**Your task**
Duplicate the entire message on the release store in the C2 putfield, reproducing every line and character without alteration.

** Start of Document section **

Release store in C2 putfield

Fri Sep 5 14:35:55 UTC 2014

On 09/05/2014 09:57 AM, Andrew Haley wrote:
> On 09/05/2014 02:08 PM, Doug Lea wrote:
>>
>> 1. As far as I can see, the G1 post barrier enforces ordering,
>> but the plain one (GraphKit::write_barrier_post) does not.
>> On the other hand, some GC barrier-related mechanics seem to
>> be strewn elsewhere, so might have this effect. In particular,
>> the release inside Parse::do_put_xxx seems suspicious.
>> I'd expect CMS, but not the other GCs, to have the
>> same constraints as G1...
>
> That G1 code isn't so bad: it is at least conditional in that the card
> is read and the memory barrier is used if and only if the card is not
> young.  The code to which I really object uses a release store for
> every card table write.

I think we (also Mikael) agree that the GC barriers (*write_barrier_post)
ought to be self-contained to reflect their actual constraints, ideally
avoiding any need to deal with them in Parse::do_put_xxx or elsewhere.
Probably this means some changes for CMS (not just G1) vs other collectors.

> either the card table needs a release or it doesn't.

A related fun fact about release per se is that you have no
assurance when that store will occur. It could be postponed
for as long as instruction scheduler of the further optimized
graph feels like doing so. I expect/hope not past a safepoint though.

>
>> 4. Reminder to Andrew: We cannot let the VM crash when people
>> write racy/wrong code including unsafe publication.

** End of Document section **
** Start of Data rows **

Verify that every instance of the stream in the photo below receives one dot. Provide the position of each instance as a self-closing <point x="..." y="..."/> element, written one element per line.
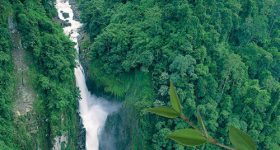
<point x="93" y="110"/>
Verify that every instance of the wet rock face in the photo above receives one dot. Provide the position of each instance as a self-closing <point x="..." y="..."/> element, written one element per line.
<point x="66" y="23"/>
<point x="65" y="15"/>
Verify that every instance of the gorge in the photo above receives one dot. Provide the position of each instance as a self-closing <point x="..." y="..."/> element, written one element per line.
<point x="93" y="110"/>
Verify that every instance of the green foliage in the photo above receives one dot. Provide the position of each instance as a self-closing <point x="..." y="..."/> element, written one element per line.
<point x="164" y="111"/>
<point x="195" y="137"/>
<point x="51" y="62"/>
<point x="174" y="99"/>
<point x="241" y="140"/>
<point x="222" y="55"/>
<point x="187" y="137"/>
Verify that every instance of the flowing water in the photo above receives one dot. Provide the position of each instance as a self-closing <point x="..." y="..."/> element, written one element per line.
<point x="93" y="110"/>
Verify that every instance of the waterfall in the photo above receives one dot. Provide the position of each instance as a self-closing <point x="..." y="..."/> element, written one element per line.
<point x="93" y="110"/>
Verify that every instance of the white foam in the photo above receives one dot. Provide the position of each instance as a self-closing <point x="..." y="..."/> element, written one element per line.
<point x="93" y="110"/>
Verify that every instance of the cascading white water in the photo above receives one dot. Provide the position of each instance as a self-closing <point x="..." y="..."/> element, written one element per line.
<point x="93" y="110"/>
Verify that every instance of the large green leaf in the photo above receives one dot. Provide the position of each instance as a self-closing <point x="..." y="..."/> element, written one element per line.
<point x="240" y="140"/>
<point x="187" y="137"/>
<point x="174" y="98"/>
<point x="164" y="112"/>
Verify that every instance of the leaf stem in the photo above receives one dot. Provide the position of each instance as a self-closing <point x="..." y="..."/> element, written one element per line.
<point x="209" y="139"/>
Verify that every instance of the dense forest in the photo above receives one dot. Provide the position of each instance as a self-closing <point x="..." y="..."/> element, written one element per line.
<point x="50" y="56"/>
<point x="222" y="55"/>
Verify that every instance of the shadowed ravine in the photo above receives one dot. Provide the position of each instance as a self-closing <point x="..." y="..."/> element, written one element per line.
<point x="93" y="110"/>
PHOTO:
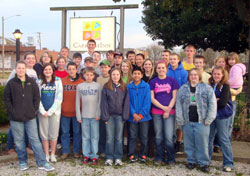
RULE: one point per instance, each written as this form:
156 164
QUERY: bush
3 111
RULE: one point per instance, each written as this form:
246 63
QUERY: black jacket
114 102
22 103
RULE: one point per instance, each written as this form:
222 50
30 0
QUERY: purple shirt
163 89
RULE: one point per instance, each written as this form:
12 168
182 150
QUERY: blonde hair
152 71
197 71
126 61
233 56
224 79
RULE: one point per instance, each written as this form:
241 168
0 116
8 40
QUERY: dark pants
140 128
102 140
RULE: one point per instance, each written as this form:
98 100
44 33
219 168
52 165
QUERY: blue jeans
164 137
102 141
134 129
230 129
30 127
11 143
90 137
195 137
65 137
221 126
114 134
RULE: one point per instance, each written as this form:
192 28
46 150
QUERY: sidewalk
241 152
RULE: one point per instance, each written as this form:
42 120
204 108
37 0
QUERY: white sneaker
58 146
53 158
47 167
47 158
118 162
108 162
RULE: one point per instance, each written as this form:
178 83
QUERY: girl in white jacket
50 109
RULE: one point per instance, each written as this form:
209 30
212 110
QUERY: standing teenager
49 110
236 72
163 97
21 98
61 65
139 117
219 82
68 116
30 61
88 98
115 111
195 111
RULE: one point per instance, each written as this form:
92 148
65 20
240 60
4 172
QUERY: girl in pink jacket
236 72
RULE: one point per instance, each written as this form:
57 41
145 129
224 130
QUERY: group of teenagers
94 99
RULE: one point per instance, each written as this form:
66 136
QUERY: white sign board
101 29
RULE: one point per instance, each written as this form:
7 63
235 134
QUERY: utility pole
3 45
39 40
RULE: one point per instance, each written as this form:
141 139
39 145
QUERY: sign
101 29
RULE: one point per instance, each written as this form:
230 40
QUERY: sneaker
47 167
132 159
171 163
47 158
118 162
191 166
158 162
29 151
24 167
64 156
216 149
85 160
58 146
109 162
205 168
94 161
227 169
53 158
11 151
143 159
102 155
76 155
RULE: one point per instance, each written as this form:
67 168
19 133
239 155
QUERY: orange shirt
69 96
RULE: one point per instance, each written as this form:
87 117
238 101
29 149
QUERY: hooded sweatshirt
114 102
236 75
139 101
179 74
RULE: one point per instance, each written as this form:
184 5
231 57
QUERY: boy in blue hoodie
139 103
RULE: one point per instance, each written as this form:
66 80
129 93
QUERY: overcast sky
37 17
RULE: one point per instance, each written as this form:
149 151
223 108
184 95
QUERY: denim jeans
164 137
11 143
230 130
90 137
114 133
195 137
221 126
30 127
134 129
65 137
102 140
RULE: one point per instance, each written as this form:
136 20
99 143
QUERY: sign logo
92 30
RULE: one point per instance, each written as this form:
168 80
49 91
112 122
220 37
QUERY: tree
216 24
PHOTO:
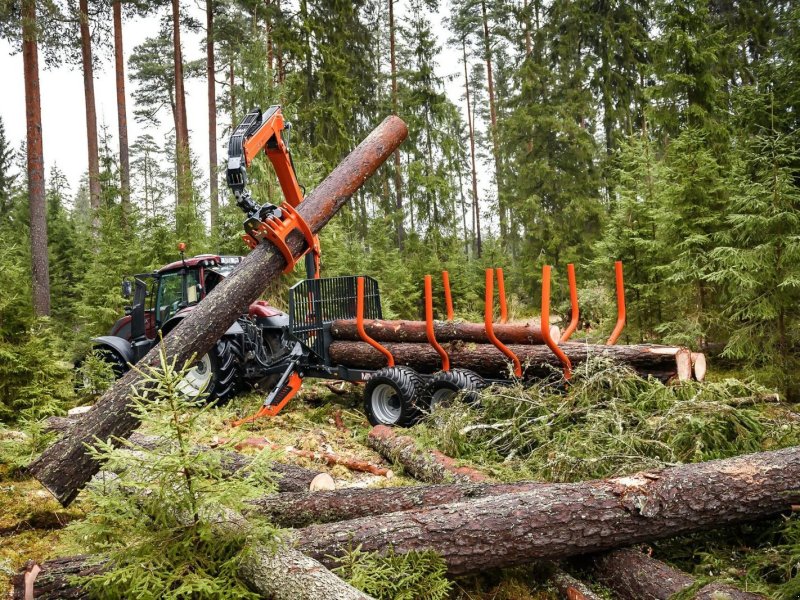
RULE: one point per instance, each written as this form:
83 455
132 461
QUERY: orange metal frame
429 332
448 298
501 295
488 320
573 300
360 324
620 304
545 324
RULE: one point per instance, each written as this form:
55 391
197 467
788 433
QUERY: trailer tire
393 395
444 386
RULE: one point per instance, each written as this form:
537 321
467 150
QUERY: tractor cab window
174 293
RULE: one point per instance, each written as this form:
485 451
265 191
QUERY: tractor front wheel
217 375
392 397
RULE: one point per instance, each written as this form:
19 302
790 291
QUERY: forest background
663 134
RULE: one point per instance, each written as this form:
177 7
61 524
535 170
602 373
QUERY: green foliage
390 576
160 523
609 422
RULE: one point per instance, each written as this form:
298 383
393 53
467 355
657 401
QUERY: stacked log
663 362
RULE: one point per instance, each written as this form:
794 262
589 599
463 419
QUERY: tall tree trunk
476 211
91 113
213 179
183 168
36 197
122 112
493 117
398 173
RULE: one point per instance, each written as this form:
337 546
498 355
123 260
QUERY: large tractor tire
218 374
445 386
394 396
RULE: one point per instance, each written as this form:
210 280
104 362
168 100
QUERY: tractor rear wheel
392 396
218 374
447 385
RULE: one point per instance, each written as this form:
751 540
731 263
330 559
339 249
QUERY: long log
632 575
290 478
65 467
556 521
446 331
430 466
486 360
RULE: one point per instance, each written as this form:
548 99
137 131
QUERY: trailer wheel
444 386
392 397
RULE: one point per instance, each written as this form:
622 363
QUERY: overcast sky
63 110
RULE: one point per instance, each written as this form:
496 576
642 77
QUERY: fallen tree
664 362
632 575
66 466
289 478
430 466
445 331
555 521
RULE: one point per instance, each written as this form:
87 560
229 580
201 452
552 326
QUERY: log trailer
275 351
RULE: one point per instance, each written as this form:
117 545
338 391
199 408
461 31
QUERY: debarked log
65 467
556 521
445 331
632 575
539 361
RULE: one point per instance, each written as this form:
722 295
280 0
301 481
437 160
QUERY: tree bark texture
556 521
290 478
40 269
213 177
122 112
430 466
445 331
632 575
91 112
538 361
65 467
299 509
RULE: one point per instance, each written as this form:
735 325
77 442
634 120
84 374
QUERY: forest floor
31 521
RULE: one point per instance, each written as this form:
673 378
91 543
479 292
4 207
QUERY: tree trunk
37 203
290 478
446 331
632 575
476 209
122 113
213 178
91 114
663 362
560 520
304 508
65 467
430 466
183 166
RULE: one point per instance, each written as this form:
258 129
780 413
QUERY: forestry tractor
273 351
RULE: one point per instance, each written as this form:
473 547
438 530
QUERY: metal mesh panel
315 302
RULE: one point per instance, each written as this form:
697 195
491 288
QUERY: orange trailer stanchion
573 301
548 339
360 324
429 325
501 294
620 305
448 297
488 320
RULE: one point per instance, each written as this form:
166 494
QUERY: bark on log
446 331
488 361
65 467
430 466
290 478
632 575
556 521
304 508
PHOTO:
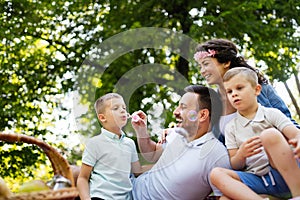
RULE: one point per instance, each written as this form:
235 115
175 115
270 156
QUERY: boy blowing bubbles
110 157
258 141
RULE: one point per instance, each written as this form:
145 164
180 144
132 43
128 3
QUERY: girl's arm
293 135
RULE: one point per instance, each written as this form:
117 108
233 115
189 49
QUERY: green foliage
46 50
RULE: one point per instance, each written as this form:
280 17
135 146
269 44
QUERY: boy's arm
249 148
293 135
137 169
83 182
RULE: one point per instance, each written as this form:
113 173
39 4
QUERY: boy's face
115 114
186 113
240 93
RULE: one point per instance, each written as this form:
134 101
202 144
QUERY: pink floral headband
203 54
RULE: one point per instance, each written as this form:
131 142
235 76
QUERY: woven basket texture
60 167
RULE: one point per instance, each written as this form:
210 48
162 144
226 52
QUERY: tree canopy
49 49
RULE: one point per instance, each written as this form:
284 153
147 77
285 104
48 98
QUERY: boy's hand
251 147
295 142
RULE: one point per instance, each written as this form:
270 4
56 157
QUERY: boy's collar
112 135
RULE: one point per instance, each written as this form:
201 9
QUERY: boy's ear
257 89
101 118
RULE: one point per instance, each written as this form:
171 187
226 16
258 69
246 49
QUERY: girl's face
212 70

** End of Data rows **

**Final result**
Release store in C2 putfield

Fri Sep 5 14:35:55 UTC 2014

On 09/05/2014 09:57 AM, Andrew Haley wrote:
> On 09/05/2014 02:08 PM, Doug Lea wrote:
>>
>> 1. As far as I can see, the G1 post barrier enforces ordering,
>> but the plain one (GraphKit::write_barrier_post) does not.
>> On the other hand, some GC barrier-related mechanics seem to
>> be strewn elsewhere, so might have this effect. In particular,
>> the release inside Parse::do_put_xxx seems suspicious.
>> I'd expect CMS, but not the other GCs, to have the
>> same constraints as G1...
>
> That G1 code isn't so bad: it is at least conditional in that the card
> is read and the memory barrier is used if and only if the card is not
> young.  The code to which I really object uses a release store for
> every card table write.

I think we (also Mikael) agree that the GC barriers (*write_barrier_post)
ought to be self-contained to reflect their actual constraints, ideally
avoiding any need to deal with them in Parse::do_put_xxx or elsewhere.
Probably this means some changes for CMS (not just G1) vs other collectors.

> either the card table needs a release or it doesn't.

A related fun fact about release per se is that you have no
assurance when that store will occur. It could be postponed
for as long as instruction scheduler of the further optimized
graph feels like doing so. I expect/hope not past a safepoint though.

>
>> 4. Reminder to Andrew: We cannot let the VM crash when people
>> write racy/wrong code including unsafe publication.